## Problem requirements
Write out each line beneath this one exactly as it reads.

## Location identification entries

======

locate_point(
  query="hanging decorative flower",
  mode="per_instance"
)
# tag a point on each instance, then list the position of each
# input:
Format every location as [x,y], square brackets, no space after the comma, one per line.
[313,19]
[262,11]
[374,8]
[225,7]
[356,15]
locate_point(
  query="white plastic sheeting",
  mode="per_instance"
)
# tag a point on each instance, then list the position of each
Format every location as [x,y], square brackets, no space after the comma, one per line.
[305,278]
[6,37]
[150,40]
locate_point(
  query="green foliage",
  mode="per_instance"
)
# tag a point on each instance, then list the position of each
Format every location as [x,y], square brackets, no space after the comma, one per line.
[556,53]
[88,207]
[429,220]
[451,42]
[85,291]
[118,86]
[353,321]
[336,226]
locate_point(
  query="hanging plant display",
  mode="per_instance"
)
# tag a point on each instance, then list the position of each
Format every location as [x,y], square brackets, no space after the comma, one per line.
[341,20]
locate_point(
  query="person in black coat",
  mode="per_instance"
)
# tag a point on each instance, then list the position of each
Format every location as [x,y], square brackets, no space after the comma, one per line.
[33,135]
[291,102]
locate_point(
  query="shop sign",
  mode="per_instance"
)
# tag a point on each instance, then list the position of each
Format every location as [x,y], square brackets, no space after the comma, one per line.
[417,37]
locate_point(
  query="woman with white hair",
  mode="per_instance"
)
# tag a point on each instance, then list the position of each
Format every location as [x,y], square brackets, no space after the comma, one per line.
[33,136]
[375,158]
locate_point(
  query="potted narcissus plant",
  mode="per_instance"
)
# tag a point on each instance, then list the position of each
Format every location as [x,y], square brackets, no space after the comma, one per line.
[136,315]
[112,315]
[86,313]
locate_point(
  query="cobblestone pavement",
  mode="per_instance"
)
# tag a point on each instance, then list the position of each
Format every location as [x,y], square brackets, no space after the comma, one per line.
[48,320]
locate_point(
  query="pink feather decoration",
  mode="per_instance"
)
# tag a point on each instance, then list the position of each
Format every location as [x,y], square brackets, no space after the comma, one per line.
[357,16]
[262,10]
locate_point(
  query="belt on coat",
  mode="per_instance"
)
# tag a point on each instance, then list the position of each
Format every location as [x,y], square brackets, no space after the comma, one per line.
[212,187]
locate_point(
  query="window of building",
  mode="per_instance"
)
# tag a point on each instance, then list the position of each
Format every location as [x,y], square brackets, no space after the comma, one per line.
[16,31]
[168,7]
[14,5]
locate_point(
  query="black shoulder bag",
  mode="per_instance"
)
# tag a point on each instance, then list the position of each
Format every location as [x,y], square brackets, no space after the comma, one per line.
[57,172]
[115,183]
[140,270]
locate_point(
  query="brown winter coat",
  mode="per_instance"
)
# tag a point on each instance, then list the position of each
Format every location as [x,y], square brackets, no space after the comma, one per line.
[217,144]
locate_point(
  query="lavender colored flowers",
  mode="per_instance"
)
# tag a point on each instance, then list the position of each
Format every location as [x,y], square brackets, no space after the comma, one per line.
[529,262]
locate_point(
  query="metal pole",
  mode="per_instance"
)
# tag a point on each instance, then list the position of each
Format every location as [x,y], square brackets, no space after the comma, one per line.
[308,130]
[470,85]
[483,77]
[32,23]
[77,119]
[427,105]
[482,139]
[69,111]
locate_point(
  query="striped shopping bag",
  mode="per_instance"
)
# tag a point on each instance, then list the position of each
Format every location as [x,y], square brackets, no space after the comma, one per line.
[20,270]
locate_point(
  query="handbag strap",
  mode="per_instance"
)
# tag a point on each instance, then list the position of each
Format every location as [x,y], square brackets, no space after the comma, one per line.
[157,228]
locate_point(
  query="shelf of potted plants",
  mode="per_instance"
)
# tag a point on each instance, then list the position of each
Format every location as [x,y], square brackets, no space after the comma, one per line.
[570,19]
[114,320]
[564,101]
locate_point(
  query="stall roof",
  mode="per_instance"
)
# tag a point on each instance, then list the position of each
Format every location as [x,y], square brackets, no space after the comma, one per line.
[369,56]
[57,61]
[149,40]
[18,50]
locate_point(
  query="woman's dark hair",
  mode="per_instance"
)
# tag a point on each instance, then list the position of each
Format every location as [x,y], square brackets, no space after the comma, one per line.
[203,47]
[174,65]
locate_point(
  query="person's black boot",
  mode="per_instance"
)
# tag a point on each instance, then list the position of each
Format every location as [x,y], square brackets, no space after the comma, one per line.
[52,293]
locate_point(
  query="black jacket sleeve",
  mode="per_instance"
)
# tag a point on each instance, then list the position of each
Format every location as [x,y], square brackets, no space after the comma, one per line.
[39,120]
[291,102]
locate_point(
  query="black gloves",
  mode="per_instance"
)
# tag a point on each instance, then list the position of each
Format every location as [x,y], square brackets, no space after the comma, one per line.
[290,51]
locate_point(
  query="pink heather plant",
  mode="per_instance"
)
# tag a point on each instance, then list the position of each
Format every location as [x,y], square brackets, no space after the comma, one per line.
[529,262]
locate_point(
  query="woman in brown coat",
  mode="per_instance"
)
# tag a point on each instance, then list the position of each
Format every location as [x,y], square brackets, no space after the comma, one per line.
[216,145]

======

## Worked answer
locate_point(
  query="hanging decorative flower",
  mode="per_instance"
)
# tag a point on each instance, then list the position of each
# input:
Format every location as [x,y], square brackets, no space after the comma, one per line.
[313,19]
[262,11]
[374,8]
[225,7]
[356,15]
locate_point(
  query="white plastic sheeting",
  mode="per_instance"
)
# tag a point on each instance, then list the position of each
Format every location as [x,y], square brackets, no space after the comma, one per line.
[305,278]
[6,37]
[150,40]
locate_point(
  query="green foliage",
  mode="per_instance"
)
# tag a point on each instance, then list the position of each
Format every location as [x,y], square brackets, no space after the comma, one per line.
[556,53]
[88,207]
[429,220]
[451,42]
[85,291]
[118,86]
[353,321]
[336,226]
locate_point(
  query="hanging plant display",
  mode="per_instance"
)
# tag a point on each instance, then list the position of each
Format every location as [x,y], square brackets, no space after the comma, one per line.
[341,20]
locate_point(
  query="person in black coat",
  mode="per_instance"
)
# tag a point on each instance, then list the position of each
Format every location as [x,y], square brackets, no space after the comma, one per line.
[33,135]
[291,102]
locate_point(
  query="shop sign",
  mode="per_instance"
)
# tag a point on each instance, then list the position of each
Format every location as [x,y], square brackets, no space after the comma, one per line.
[417,37]
locate_point(
  query="woman with white hair",
  mode="per_instance"
)
# tag a point on each instance, then list the position of each
Format every location as [x,y], square brackets, no space after the comma, one per line.
[33,136]
[375,158]
locate_point(
  query="potted narcissus plant",
  mode="per_instance"
)
# tag a point on each instance, then list the position of each
Format every location as [x,y], square brackets, no space after the comma, one per line.
[136,315]
[112,315]
[86,313]
locate_point(
  query="cobblestone pavement",
  mode="per_instance"
)
# tag a point on each instance, then list the position of each
Format every location as [x,y], square brackets, no space after the comma, one per line.
[48,320]
locate_point(
  query="pink feather decoration",
  mode="per_instance"
)
# tag a point on each instance, then list the position of each
Format every location as [x,y], square brackets, no space after the comma, one per line.
[357,16]
[262,10]
locate_point(
  query="belt on coat",
  mode="per_instance"
)
# tag a point on each instance, then list the position of each
Format every location as [x,y], square brackets, no space after the comma, one per line.
[212,187]
locate_point(
  query="window of building",
  mode="per_instance"
)
# tag a point on each instance, then list the position of each
Format every location as [x,y], square brackets, no space after the comma, one per line.
[16,31]
[168,7]
[14,5]
locate_point(
  query="black shoulder bag",
  mode="per_instance"
)
# tag a point on each instance, then list the position of each
Format every location as [x,y], square brackets, no space after the comma, one per line.
[57,172]
[115,183]
[140,270]
locate_point(
  query="brown winter coat",
  mode="per_instance"
)
# tag a point on each instance, then list the position of each
Format every location as [x,y], square brackets, no space after the comma, one per line.
[217,144]
locate_point(
  query="lavender colored flowers",
  mode="per_instance"
)
# tag a point on each instance, then list the position of each
Format every location as [x,y], square brackets, no space after the comma, one per line.
[529,262]
locate_point(
  query="metal pole",
  mode="per_instance"
)
# tag a point on each instance, then list the position of each
Format every location as [x,y], square brackets, no space after the comma, one per line.
[308,130]
[470,85]
[483,77]
[32,23]
[77,119]
[427,105]
[482,139]
[69,111]
locate_point(
  query="striped shopping bag",
  mode="per_instance"
)
# tag a point on each instance, then list the position of each
Format every location as [x,y], square brackets, no space after the comma, one per line.
[20,270]
locate_point(
  query="handbag strap",
  mode="per_instance"
)
# tag a point on each instance, then list the position of each
Format every location as [x,y], square brackets, no space after the comma, one per line.
[157,228]
locate_point(
  query="shelf of potted plants",
  mode="per_instance"
)
# tag a point on each instance, then list the position of each
Format every location as [x,y], square brackets, no space after the comma, one per line.
[570,19]
[114,320]
[564,101]
locate_point(
  query="stall roof",
  mode="per_instance"
)
# tag a point on each instance, then list the position of each
Format every location as [x,y], square brackets, no space after the comma, one per line.
[369,56]
[57,61]
[149,40]
[18,50]
locate_point(
  query="woman's dark hair",
  mode="per_instance"
)
# tag a point on each instance, then list the position of each
Format every location as [x,y], square brackets, no space after the comma, one per line.
[203,47]
[174,65]
locate_point(
  query="person's black boot",
  mode="per_instance"
)
# tag a point on each instance, then list the position of each
Format every location as [x,y], square brackets, no space after the comma, one per line.
[52,293]
locate_point(
  query="black jacket sleeve",
  mode="per_instance"
)
# tag a point on each instance, then list the position of each
Format every location as [x,y], square brackets, no space after the comma, one per line.
[39,120]
[291,102]
locate_point(
  query="black gloves",
  mode="per_instance"
)
# tag a point on each instance, then list the position of each
Format every location as [x,y], square brackets, no space after the comma, one per line.
[290,51]
locate_point(
  query="pink heather plant",
  mode="per_instance"
)
# tag a point on each instance, then list the position of each
Format every location as [x,y], square brackets, no space after the comma, one per line.
[529,262]
locate_point(
  query="woman in brown coat",
  mode="per_instance"
)
# tag a point on each instance, then list the position of each
Format every location as [x,y], square brackets, no space after the comma, one per line.
[216,145]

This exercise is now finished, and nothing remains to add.